**Goal:**
Report every line of the material below that contains the string "logo", copying each such line in full.

### Records provided

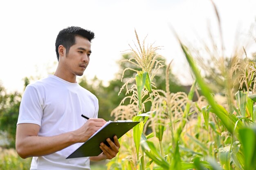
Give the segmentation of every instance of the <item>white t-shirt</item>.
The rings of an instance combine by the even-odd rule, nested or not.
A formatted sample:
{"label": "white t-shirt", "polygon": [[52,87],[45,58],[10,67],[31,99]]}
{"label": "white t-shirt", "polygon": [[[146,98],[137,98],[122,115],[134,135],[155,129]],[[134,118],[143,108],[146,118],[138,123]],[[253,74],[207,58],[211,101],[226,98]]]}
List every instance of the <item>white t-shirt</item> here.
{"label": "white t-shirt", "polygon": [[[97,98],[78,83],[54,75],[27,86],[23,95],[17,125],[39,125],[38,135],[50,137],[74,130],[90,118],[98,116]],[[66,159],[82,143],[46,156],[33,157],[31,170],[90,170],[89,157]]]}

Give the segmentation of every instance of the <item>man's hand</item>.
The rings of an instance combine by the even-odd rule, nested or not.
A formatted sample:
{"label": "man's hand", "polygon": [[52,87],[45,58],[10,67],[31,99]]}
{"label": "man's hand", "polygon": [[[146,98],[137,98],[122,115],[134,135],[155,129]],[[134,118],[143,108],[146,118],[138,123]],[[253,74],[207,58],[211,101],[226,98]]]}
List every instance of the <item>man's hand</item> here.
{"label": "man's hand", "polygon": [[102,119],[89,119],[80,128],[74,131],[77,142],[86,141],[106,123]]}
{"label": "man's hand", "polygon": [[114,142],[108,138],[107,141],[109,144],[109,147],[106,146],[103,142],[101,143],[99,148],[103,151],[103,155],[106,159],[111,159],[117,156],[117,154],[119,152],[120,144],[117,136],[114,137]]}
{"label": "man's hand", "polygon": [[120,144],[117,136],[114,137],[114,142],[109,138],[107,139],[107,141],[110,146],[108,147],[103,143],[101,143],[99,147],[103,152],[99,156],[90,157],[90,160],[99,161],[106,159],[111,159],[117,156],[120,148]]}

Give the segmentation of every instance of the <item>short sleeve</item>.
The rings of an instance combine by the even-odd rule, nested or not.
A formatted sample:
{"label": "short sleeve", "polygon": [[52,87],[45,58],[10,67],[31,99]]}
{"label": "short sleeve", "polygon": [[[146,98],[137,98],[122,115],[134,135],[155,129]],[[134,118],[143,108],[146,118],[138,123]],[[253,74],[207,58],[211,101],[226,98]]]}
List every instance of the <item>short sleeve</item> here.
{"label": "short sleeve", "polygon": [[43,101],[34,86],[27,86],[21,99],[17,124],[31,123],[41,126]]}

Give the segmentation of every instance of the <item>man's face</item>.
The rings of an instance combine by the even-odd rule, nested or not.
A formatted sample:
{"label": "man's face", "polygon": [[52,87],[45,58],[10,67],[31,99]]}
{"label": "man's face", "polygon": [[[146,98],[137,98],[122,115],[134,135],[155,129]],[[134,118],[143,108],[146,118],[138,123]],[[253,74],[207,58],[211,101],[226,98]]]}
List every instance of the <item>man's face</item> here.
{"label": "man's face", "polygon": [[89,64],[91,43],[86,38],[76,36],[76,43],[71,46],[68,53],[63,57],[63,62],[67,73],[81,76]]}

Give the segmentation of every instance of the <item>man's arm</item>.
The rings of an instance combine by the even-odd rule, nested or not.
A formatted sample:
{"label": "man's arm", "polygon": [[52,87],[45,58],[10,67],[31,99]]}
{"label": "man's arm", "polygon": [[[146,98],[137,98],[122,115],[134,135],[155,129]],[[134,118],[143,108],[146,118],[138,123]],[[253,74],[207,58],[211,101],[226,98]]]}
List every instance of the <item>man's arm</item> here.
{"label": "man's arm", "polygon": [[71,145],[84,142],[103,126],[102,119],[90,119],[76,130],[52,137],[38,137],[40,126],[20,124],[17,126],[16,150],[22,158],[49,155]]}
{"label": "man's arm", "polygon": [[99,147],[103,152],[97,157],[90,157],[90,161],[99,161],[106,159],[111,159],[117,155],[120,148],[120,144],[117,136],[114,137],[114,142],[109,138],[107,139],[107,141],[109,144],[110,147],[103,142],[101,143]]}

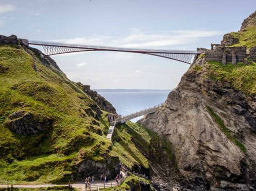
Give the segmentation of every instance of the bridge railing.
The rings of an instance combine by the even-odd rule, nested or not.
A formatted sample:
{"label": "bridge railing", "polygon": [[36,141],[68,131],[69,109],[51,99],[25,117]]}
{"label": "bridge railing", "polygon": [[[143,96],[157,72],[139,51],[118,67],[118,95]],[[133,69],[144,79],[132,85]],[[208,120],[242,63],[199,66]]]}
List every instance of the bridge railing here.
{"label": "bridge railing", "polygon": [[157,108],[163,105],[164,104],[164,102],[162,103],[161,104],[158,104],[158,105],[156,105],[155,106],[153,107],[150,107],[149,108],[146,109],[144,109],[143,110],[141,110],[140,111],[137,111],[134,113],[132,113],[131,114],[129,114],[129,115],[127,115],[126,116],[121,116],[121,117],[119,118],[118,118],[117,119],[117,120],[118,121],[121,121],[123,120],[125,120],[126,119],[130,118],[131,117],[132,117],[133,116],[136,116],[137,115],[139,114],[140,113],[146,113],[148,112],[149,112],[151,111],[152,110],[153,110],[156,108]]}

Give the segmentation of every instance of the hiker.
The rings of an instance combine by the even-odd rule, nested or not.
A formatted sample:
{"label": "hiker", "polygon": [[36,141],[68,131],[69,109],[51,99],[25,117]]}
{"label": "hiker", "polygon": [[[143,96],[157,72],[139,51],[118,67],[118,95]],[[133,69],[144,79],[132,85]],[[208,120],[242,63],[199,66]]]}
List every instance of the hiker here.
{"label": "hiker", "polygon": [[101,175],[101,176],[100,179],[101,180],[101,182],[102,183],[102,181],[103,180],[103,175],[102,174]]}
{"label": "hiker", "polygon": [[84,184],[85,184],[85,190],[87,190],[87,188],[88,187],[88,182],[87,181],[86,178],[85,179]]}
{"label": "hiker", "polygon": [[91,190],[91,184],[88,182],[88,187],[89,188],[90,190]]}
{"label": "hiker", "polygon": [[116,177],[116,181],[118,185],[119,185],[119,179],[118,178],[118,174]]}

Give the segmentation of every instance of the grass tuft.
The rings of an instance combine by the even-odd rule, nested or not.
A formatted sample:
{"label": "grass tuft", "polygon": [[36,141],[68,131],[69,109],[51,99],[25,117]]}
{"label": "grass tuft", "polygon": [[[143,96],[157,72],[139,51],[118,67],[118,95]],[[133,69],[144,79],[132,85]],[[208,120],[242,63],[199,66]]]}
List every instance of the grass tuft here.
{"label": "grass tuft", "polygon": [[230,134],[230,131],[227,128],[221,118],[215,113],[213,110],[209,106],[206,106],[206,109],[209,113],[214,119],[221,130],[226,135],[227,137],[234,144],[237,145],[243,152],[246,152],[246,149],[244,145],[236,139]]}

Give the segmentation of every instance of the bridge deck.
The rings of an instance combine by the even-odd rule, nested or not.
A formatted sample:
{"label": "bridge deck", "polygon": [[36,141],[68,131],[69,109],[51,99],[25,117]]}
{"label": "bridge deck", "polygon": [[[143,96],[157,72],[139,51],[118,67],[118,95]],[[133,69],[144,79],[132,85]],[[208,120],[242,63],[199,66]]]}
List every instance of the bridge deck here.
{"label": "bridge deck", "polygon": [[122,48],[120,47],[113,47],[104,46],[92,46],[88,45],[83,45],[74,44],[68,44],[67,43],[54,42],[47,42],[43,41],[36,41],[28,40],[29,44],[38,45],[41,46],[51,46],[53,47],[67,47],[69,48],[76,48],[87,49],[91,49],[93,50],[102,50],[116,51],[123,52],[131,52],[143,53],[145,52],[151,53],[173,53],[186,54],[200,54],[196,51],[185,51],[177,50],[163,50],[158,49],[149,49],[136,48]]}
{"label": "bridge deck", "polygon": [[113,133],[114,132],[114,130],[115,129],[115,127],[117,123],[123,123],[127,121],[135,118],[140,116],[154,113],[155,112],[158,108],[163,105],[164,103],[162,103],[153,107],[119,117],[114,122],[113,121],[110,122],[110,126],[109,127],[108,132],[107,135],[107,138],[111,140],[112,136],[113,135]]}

######
### Records provided

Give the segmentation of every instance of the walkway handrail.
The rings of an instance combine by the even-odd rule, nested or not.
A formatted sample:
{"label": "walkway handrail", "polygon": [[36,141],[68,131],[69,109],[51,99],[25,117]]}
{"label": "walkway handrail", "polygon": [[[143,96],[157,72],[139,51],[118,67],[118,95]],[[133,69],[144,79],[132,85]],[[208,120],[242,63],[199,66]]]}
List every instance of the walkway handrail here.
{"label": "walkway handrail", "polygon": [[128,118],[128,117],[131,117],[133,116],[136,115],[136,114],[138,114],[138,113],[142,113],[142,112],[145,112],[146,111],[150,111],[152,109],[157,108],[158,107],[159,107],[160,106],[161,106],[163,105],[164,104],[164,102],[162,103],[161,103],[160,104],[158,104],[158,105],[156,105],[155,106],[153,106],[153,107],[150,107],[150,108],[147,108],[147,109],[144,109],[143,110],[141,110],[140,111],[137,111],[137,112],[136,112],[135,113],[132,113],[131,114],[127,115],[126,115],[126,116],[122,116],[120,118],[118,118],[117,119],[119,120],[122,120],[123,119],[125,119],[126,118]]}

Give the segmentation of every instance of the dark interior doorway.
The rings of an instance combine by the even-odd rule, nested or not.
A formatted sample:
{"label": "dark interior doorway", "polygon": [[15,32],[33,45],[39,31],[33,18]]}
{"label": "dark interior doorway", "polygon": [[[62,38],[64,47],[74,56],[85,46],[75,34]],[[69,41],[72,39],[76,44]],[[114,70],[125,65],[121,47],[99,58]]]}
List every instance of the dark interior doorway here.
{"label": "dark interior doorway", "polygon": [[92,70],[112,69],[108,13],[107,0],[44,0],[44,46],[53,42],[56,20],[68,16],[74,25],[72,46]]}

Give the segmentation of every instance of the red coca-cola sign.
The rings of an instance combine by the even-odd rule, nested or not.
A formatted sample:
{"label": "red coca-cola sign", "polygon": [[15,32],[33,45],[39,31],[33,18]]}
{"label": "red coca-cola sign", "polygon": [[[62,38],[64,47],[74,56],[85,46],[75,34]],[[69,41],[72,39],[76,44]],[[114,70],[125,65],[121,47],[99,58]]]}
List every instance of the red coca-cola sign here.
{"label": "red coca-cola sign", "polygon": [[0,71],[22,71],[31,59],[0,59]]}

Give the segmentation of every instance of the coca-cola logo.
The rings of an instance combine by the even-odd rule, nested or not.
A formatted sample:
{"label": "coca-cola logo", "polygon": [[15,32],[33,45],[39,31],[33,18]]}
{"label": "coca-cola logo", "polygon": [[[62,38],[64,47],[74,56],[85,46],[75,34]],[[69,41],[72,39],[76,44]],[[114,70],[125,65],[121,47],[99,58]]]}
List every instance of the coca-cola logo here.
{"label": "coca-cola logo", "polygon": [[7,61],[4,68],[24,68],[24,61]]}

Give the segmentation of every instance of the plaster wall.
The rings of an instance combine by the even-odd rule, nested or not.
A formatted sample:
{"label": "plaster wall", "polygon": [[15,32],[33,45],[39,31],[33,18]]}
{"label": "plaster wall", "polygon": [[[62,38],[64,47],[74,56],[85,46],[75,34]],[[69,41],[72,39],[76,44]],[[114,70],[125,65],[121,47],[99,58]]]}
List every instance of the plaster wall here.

######

**Result below:**
Give the segmentation of every instance of the coca-cola logo.
{"label": "coca-cola logo", "polygon": [[15,32],[33,45],[39,31],[33,18]]}
{"label": "coca-cola logo", "polygon": [[[62,38],[64,47],[74,56],[85,46],[75,34]],[[69,41],[72,39],[76,44]],[[114,70],[125,65],[121,47],[99,58]]]}
List every instance of the coca-cola logo here.
{"label": "coca-cola logo", "polygon": [[7,61],[4,68],[24,68],[24,61]]}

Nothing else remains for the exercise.